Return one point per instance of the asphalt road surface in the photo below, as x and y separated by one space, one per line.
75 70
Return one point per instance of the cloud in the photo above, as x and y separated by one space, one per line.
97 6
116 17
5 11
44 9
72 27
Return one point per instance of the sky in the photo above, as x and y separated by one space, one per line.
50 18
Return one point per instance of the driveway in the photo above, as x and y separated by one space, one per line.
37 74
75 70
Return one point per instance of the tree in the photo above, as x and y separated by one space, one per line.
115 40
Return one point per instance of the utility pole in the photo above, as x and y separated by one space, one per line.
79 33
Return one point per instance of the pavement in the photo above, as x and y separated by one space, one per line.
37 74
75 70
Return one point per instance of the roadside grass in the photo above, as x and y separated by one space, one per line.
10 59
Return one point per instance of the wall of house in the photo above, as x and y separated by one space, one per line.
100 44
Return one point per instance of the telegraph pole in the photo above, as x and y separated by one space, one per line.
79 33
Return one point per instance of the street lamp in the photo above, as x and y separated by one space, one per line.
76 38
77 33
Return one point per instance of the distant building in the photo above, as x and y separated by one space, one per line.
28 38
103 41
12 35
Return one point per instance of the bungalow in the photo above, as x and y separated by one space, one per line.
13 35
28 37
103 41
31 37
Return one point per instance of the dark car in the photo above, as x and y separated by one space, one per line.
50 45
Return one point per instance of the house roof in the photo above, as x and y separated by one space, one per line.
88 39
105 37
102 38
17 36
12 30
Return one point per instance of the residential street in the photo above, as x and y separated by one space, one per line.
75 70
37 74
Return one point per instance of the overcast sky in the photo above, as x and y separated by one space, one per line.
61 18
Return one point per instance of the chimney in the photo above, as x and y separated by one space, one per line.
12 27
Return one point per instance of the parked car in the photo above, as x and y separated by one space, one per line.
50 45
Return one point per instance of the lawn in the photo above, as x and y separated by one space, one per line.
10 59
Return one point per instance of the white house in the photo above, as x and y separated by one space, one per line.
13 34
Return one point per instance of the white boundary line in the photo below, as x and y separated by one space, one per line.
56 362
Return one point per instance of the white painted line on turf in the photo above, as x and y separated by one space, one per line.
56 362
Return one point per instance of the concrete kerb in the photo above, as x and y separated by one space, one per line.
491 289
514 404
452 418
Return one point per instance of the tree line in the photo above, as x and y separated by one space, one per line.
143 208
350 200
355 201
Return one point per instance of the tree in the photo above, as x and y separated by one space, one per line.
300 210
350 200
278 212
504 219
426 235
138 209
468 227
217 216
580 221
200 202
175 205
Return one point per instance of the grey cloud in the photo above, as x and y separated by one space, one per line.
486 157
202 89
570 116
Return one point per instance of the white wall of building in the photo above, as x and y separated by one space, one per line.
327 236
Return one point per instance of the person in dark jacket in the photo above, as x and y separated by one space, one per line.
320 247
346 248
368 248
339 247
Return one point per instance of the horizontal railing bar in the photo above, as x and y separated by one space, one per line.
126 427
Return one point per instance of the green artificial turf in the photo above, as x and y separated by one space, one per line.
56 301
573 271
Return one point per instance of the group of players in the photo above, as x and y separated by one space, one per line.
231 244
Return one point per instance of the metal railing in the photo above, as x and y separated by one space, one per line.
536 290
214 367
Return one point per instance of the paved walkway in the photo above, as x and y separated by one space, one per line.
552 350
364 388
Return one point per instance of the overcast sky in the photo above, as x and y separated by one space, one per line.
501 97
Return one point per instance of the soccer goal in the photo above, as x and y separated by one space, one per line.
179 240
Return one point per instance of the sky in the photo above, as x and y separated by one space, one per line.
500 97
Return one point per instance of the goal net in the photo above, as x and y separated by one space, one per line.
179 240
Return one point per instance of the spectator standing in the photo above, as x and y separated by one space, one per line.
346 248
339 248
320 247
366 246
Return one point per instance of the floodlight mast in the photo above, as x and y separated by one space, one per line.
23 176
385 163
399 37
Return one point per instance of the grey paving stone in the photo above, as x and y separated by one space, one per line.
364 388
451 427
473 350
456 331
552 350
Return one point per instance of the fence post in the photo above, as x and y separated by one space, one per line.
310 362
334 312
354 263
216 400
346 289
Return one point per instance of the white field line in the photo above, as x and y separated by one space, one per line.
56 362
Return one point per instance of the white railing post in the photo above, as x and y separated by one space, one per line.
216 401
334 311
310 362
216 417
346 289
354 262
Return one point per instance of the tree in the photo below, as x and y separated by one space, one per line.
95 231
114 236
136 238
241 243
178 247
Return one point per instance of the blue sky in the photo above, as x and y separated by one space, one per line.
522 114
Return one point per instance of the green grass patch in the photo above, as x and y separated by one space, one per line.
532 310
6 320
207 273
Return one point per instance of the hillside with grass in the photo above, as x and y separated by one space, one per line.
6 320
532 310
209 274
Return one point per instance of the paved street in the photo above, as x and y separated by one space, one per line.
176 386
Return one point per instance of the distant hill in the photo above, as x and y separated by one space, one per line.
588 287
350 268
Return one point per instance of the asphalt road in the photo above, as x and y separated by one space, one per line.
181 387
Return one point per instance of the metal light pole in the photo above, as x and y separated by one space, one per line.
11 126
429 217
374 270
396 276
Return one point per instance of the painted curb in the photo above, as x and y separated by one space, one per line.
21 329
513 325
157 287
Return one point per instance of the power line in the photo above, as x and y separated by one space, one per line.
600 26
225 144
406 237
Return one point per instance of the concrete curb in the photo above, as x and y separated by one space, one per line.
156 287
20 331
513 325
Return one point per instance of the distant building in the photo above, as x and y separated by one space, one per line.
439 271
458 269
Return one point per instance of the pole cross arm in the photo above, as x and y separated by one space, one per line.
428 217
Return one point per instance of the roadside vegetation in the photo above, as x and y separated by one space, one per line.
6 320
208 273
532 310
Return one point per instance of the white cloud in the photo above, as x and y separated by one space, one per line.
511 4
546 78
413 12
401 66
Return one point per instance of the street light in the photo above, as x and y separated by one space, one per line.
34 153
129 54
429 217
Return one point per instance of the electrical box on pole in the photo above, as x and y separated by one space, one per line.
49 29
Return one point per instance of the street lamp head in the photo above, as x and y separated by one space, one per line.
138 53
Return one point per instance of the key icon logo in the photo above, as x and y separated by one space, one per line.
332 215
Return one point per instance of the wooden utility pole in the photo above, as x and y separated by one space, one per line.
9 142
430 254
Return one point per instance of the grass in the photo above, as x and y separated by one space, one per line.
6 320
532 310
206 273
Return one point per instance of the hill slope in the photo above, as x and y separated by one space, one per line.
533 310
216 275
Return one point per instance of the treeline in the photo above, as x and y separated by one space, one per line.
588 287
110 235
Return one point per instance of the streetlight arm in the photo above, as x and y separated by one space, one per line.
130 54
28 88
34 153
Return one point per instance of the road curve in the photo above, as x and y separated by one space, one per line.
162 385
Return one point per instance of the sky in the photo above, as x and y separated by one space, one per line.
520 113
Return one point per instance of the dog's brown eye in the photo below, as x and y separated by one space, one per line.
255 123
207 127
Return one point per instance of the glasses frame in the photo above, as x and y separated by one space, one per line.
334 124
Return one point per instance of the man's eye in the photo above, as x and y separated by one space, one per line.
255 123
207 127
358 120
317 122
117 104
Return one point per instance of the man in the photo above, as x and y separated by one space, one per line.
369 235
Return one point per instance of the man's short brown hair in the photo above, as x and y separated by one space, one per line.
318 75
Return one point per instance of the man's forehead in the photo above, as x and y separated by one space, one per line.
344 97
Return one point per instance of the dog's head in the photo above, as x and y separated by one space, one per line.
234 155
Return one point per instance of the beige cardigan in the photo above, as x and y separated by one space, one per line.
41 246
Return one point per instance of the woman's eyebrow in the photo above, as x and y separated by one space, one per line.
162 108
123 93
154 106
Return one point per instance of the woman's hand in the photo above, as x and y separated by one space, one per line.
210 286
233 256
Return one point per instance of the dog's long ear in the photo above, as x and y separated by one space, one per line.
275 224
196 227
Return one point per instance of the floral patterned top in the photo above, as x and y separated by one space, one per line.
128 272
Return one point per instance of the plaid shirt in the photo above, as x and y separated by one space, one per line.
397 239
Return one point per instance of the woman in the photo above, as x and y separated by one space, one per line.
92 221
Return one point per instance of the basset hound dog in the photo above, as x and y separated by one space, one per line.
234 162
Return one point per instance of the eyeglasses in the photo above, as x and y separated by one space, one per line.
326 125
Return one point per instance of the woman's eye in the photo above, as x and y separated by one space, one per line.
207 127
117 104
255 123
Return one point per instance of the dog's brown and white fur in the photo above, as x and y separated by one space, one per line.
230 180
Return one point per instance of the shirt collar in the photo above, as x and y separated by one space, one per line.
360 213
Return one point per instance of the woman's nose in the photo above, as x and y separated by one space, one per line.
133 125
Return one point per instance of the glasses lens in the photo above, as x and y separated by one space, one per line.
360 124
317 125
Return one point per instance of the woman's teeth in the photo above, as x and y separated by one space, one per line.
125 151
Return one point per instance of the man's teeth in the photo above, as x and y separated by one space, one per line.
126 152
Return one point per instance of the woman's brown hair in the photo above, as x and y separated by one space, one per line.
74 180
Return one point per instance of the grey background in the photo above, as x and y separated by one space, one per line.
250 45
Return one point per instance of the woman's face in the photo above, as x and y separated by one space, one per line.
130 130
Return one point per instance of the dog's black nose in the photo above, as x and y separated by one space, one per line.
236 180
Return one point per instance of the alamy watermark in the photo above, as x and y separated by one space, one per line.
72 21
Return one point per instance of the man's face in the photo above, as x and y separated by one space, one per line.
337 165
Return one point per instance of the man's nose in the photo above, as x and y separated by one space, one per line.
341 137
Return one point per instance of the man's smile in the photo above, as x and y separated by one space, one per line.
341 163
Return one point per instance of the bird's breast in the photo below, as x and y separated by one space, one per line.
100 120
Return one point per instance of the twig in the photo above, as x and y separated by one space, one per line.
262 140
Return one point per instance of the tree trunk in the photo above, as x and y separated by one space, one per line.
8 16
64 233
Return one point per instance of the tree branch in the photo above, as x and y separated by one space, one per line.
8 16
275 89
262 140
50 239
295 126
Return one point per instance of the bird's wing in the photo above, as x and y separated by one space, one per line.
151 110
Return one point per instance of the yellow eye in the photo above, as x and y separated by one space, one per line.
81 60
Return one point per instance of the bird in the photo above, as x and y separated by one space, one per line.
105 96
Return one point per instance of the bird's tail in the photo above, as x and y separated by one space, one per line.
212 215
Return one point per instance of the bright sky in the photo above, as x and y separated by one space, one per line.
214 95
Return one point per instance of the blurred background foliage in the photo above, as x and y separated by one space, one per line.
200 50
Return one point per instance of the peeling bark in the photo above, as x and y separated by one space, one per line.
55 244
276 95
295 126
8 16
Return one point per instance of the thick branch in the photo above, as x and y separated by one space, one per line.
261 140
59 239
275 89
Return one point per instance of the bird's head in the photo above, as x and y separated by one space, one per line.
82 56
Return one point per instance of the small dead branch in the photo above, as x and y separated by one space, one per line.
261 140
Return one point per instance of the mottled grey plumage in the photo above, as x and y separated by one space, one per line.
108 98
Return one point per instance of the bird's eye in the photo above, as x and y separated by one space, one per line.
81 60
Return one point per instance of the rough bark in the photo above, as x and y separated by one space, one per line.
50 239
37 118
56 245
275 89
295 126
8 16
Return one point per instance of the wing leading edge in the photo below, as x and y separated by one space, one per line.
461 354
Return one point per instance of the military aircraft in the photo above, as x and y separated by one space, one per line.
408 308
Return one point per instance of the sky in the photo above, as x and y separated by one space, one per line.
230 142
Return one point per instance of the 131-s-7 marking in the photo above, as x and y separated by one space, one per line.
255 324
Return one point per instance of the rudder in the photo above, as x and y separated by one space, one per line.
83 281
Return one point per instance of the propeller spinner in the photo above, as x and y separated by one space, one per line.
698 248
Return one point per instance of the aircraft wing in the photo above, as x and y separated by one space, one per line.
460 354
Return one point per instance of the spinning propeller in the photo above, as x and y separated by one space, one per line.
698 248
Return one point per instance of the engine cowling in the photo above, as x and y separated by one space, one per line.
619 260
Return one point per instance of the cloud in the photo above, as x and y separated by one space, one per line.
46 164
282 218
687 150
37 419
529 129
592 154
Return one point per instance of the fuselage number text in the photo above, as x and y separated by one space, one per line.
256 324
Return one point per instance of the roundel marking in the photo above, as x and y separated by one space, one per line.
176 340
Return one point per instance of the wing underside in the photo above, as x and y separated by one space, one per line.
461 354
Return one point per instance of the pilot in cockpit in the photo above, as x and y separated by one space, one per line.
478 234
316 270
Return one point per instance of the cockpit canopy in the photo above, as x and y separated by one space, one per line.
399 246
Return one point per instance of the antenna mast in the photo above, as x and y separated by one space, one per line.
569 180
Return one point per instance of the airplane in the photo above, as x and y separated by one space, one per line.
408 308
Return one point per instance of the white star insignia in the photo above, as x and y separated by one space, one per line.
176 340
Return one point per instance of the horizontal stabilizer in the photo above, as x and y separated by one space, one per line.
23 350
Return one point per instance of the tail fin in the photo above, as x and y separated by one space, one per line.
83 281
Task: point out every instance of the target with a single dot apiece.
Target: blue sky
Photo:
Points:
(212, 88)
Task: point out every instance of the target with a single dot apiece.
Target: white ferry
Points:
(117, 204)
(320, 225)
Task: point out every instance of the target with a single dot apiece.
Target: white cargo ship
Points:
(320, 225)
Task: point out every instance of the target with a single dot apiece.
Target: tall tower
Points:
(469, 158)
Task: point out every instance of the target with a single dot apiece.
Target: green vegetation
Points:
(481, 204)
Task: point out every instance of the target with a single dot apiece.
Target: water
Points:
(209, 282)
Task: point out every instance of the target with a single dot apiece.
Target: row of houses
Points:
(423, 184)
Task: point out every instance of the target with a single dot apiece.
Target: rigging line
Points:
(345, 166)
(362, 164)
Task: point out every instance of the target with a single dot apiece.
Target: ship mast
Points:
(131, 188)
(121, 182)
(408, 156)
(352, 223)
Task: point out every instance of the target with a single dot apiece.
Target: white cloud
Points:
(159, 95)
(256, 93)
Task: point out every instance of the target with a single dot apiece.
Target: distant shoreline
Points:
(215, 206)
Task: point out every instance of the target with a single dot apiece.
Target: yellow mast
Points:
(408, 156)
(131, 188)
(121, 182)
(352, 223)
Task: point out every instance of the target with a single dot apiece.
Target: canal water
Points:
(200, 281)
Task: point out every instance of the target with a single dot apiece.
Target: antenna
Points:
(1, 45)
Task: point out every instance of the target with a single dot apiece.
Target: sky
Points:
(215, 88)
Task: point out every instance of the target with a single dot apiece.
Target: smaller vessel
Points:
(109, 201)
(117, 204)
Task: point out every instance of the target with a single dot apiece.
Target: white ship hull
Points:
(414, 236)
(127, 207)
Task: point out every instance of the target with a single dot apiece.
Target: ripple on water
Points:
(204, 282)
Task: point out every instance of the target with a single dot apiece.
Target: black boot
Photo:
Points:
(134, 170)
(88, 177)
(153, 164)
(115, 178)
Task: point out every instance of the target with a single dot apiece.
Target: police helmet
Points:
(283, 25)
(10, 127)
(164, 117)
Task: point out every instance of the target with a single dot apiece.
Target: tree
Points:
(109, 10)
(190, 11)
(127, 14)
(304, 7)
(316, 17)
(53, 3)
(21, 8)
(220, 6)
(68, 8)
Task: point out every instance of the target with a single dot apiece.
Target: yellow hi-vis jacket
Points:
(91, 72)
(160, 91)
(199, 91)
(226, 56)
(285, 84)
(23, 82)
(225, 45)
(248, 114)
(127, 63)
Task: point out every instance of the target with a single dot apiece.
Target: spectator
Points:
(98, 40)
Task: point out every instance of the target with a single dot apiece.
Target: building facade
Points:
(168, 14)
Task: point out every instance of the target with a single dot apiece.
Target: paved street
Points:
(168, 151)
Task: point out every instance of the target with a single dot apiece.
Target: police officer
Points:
◆ ◆ ◆
» Work to be completed:
Go through the listing above and return each line that includes the word "ship".

» Response to the task:
Target: white cargo ship
Target: ship mast
Target: white ship hull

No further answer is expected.